#### BRIEF
Using the records below, repeat exactly the lines from the one holding "<point>0,470</point>" through the one holding "Target: distant shoreline", both ends included, and no others.

· · ·

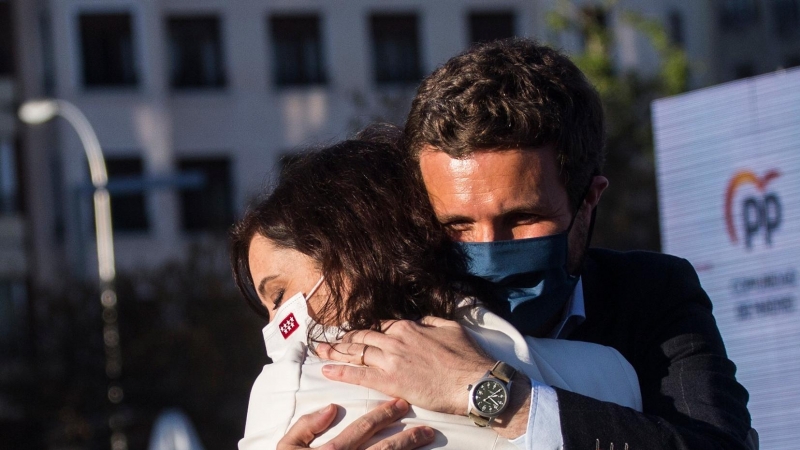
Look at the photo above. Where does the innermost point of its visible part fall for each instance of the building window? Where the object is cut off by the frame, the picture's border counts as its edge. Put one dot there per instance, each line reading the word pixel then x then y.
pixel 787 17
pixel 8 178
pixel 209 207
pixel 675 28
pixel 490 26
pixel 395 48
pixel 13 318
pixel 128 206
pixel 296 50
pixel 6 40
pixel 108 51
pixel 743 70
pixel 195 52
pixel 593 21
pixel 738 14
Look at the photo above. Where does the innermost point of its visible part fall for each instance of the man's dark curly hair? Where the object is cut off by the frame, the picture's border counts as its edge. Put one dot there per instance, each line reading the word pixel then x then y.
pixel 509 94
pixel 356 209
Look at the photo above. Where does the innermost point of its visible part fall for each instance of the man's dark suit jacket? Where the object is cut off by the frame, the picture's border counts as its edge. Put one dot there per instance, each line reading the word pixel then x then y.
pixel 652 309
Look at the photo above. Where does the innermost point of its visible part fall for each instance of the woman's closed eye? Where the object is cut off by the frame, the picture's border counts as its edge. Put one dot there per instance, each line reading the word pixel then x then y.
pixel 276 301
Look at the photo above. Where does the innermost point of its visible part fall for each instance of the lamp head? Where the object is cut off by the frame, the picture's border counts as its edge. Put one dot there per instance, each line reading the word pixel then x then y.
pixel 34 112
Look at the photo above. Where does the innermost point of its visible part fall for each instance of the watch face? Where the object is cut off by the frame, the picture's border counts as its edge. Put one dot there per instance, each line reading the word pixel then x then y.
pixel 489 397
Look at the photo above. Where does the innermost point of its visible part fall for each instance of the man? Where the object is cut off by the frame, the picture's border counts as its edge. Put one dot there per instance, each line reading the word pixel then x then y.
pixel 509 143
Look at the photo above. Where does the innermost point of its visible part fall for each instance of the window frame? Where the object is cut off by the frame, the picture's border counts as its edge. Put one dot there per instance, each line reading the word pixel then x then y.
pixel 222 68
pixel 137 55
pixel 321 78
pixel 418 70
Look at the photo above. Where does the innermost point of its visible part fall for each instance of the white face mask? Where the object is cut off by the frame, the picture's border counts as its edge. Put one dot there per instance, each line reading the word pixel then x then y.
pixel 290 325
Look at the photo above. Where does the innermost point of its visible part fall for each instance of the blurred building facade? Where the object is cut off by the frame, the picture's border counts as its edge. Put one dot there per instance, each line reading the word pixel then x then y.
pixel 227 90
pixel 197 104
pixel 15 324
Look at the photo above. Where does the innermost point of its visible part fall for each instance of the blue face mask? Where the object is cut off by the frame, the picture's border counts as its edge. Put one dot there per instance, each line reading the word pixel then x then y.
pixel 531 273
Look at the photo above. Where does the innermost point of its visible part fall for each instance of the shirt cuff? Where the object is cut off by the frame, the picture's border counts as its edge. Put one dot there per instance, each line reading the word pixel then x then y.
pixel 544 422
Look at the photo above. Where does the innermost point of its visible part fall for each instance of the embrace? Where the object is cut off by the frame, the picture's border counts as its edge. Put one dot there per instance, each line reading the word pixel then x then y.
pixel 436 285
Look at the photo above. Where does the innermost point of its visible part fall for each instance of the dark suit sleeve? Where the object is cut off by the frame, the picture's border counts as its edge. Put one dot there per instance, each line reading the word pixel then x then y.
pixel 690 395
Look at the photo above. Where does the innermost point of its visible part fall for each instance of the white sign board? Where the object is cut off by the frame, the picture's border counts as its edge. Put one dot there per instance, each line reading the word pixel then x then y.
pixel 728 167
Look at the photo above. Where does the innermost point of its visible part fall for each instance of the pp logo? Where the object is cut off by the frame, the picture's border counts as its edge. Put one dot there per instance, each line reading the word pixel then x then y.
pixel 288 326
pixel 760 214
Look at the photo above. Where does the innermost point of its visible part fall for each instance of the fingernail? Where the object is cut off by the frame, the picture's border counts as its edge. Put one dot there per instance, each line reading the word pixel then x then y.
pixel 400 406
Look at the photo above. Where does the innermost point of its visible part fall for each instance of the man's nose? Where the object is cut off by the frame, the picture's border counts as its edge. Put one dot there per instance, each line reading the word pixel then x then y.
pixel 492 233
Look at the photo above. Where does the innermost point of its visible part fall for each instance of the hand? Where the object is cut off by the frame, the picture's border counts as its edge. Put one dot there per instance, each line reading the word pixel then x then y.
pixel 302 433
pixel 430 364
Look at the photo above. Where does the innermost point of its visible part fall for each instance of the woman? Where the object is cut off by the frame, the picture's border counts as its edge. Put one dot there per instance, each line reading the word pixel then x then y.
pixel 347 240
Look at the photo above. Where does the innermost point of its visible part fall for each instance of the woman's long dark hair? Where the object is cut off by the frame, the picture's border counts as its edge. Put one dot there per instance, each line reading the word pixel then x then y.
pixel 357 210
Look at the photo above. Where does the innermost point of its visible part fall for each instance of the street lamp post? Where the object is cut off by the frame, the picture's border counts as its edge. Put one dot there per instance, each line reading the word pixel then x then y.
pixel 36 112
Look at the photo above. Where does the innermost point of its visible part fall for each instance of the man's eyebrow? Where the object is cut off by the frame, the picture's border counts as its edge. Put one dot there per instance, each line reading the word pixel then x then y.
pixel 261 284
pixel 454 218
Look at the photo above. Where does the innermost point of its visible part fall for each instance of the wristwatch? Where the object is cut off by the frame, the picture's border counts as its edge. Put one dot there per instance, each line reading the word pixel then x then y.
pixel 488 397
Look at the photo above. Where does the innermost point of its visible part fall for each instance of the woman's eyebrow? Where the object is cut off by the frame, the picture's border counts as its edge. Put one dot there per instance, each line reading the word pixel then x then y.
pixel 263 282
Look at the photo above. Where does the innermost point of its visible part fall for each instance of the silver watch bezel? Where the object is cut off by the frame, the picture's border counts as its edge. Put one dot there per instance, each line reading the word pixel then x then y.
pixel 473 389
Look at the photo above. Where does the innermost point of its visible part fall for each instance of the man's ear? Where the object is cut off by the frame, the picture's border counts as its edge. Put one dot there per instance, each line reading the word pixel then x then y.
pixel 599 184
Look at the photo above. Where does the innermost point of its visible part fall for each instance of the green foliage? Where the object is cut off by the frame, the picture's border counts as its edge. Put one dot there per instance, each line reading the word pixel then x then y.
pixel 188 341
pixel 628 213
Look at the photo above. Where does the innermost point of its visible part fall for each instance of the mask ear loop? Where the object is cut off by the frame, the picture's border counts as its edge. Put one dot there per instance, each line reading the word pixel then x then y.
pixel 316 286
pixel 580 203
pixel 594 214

· · ·

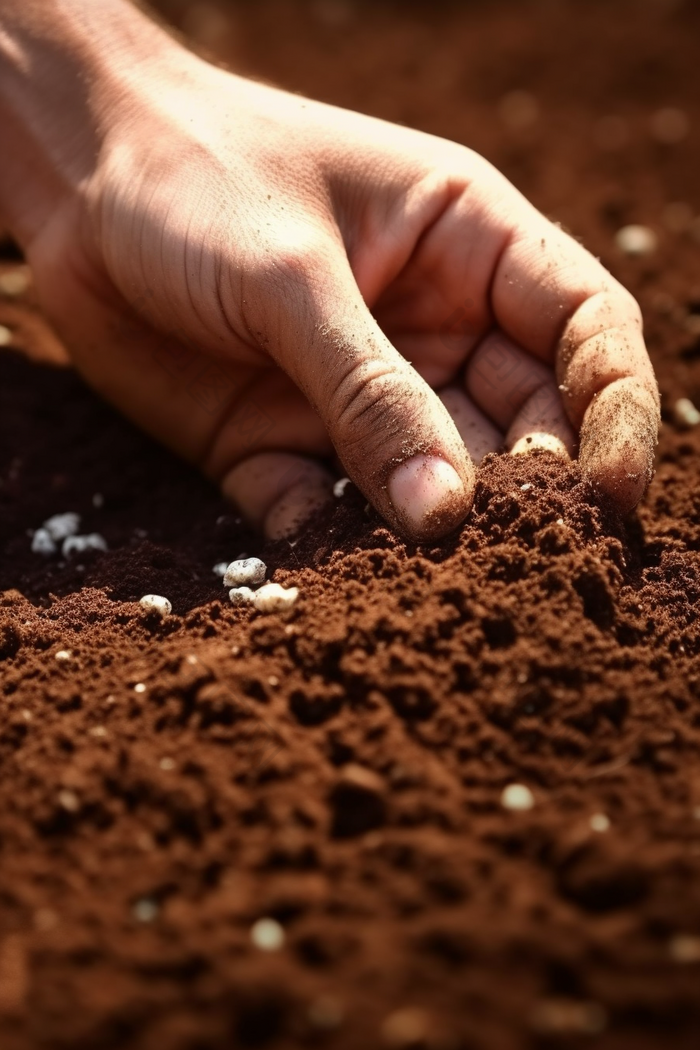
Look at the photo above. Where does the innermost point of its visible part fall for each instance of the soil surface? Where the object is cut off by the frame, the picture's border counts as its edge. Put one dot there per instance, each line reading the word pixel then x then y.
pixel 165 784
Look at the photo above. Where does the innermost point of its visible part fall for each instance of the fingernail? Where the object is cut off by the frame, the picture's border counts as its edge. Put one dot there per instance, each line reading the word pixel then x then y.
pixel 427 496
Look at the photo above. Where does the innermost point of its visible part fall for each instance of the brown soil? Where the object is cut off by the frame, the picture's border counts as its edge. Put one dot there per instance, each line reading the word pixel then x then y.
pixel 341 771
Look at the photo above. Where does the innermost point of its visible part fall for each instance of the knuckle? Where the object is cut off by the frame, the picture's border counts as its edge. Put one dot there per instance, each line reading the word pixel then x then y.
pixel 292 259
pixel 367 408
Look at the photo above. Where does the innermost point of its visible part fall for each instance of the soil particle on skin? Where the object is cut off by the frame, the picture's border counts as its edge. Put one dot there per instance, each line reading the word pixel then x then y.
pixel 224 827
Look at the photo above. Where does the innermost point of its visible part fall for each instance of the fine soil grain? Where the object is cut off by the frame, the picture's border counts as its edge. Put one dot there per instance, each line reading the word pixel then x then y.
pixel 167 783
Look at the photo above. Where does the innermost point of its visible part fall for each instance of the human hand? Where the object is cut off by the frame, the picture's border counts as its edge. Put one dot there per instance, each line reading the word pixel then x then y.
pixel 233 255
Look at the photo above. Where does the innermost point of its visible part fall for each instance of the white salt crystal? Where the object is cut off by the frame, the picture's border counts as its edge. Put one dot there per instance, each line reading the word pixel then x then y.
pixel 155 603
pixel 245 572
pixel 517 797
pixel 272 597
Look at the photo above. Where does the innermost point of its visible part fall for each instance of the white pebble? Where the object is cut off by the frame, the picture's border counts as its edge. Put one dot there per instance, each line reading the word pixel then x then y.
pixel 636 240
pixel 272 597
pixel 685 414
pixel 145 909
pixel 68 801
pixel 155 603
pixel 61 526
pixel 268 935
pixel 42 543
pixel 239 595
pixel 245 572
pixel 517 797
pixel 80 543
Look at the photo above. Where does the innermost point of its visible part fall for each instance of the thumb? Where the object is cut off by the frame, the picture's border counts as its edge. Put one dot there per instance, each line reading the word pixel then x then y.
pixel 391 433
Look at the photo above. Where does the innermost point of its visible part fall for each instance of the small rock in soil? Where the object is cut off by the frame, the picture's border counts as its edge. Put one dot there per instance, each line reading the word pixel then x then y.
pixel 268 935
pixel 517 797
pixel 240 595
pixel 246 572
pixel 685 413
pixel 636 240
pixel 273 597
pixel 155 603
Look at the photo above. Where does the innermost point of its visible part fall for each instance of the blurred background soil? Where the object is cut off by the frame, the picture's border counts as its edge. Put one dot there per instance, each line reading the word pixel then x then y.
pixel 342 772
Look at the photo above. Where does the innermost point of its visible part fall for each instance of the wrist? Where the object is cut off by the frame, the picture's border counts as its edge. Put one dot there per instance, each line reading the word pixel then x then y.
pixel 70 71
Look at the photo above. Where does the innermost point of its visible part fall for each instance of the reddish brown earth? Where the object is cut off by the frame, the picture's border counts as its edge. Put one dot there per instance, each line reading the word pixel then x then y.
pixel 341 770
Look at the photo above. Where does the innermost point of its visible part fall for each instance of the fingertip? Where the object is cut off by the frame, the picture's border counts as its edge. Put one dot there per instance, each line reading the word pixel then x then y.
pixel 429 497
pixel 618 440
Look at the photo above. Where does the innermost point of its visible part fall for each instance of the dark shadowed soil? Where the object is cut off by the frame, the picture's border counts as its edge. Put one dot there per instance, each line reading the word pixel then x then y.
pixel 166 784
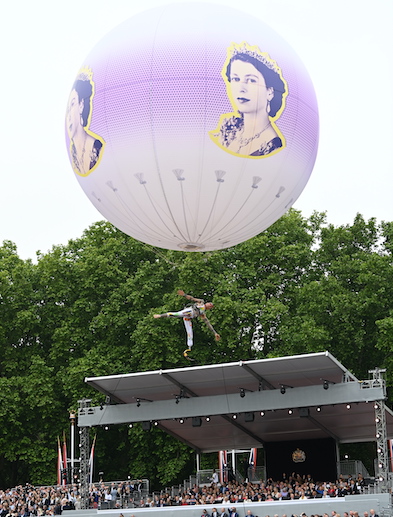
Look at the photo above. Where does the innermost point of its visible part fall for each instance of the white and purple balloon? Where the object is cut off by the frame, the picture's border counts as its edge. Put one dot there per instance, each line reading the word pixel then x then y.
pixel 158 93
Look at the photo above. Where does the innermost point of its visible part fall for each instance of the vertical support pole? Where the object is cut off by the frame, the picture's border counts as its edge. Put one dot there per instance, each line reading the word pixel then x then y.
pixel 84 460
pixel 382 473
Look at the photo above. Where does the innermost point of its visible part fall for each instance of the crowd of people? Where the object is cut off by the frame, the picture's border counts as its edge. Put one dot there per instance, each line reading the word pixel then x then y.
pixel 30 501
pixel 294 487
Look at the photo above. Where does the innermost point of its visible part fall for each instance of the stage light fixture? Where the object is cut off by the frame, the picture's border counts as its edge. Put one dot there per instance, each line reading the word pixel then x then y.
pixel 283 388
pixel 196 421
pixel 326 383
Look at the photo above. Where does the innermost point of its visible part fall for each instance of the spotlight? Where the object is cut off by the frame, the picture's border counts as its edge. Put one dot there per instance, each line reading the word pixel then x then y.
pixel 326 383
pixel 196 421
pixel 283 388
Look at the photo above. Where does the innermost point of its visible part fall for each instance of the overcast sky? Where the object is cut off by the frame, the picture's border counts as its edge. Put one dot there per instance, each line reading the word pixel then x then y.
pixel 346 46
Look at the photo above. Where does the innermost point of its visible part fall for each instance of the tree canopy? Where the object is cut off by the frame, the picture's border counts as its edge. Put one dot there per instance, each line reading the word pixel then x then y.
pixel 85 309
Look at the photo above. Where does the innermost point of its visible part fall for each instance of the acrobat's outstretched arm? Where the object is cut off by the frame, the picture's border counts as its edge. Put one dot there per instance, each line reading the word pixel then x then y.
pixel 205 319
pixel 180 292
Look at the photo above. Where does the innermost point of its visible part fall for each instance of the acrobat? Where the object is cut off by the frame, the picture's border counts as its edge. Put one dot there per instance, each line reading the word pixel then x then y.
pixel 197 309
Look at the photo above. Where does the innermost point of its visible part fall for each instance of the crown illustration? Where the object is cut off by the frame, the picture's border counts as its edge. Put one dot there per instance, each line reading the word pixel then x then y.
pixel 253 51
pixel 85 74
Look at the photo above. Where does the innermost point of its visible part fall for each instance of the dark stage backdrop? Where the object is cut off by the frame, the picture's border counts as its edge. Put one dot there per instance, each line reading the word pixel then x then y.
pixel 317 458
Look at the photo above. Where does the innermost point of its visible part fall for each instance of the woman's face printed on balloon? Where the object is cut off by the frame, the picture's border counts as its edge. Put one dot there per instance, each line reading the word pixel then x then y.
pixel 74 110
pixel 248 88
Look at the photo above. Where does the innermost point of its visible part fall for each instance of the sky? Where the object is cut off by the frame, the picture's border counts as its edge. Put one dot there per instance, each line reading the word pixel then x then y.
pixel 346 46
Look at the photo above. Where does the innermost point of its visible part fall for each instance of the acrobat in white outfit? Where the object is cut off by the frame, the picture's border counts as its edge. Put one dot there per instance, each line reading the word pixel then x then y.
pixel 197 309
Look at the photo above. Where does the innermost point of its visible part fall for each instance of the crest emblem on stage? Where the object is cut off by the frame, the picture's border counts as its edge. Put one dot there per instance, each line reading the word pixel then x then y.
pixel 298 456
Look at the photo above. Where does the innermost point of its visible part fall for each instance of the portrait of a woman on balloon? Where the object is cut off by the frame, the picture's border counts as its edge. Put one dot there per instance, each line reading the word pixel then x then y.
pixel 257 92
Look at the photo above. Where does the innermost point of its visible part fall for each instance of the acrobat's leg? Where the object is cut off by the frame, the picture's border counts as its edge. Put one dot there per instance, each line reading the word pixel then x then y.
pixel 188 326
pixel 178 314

· · ·

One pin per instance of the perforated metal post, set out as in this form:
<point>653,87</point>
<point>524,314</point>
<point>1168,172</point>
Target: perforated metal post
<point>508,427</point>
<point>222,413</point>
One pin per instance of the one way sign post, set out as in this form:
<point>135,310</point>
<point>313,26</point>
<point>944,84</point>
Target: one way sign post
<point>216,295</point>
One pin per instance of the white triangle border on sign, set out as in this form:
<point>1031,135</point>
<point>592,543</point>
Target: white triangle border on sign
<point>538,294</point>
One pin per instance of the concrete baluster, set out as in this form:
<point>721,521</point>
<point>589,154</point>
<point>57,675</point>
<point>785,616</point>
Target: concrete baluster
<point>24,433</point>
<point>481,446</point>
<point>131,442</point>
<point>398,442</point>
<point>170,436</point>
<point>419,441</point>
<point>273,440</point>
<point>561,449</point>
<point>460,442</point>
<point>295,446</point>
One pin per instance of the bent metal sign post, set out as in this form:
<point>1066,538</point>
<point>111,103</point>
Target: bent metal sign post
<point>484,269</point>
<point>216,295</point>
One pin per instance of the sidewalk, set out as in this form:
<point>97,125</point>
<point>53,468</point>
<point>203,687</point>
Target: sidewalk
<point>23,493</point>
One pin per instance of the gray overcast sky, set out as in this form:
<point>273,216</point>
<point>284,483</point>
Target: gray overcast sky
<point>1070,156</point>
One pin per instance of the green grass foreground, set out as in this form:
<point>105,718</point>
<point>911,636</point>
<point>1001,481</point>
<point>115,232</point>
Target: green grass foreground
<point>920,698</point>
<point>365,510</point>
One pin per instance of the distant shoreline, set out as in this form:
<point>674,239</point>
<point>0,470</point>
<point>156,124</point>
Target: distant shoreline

· · ·

#### OUTPUT
<point>0,470</point>
<point>156,124</point>
Target: distant shoreline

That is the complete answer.